> **What is needed**
Which lines below contain the string "fish"? Pull out each of them, treating uppercase and lowercase as different.

> **Supplied records**
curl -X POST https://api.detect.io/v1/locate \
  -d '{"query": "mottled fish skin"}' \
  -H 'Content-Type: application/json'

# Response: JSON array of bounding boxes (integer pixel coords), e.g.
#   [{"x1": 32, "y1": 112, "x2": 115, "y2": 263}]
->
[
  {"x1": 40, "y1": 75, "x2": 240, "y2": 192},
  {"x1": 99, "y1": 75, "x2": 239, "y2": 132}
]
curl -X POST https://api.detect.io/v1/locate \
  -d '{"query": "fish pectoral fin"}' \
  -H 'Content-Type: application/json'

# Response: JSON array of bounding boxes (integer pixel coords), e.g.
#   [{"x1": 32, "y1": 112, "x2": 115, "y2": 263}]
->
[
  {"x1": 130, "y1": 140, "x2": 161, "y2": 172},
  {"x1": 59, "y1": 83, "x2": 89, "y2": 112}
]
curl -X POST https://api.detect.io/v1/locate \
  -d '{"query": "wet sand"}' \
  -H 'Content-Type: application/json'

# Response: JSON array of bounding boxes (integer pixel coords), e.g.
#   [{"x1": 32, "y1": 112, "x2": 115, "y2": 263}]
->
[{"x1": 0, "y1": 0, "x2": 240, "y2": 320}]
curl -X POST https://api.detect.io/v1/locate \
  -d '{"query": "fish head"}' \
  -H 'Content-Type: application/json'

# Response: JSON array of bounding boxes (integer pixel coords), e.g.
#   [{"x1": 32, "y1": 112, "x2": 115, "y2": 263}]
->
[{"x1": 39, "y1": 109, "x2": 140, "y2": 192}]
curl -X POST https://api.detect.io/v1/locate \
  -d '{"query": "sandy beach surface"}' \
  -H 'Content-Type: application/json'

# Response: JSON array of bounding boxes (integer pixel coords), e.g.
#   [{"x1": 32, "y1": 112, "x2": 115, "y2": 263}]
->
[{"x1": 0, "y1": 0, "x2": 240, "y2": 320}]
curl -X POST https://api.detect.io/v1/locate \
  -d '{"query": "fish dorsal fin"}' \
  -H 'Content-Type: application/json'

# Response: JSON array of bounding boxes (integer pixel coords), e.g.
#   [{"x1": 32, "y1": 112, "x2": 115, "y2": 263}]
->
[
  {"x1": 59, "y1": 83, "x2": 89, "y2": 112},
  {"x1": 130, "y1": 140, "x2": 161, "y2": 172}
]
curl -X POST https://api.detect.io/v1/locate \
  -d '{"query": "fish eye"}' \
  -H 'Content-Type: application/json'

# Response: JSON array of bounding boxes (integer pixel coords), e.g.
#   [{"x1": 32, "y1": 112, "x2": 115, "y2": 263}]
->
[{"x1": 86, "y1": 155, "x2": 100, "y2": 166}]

> **The output**
  -d '{"query": "mottled fish skin"}' \
  -d '{"query": "fish pectoral fin"}' \
  -d '{"query": "fish head"}' \
  -d '{"query": "fish dorsal fin"}' \
  -d '{"query": "fish eye"}' \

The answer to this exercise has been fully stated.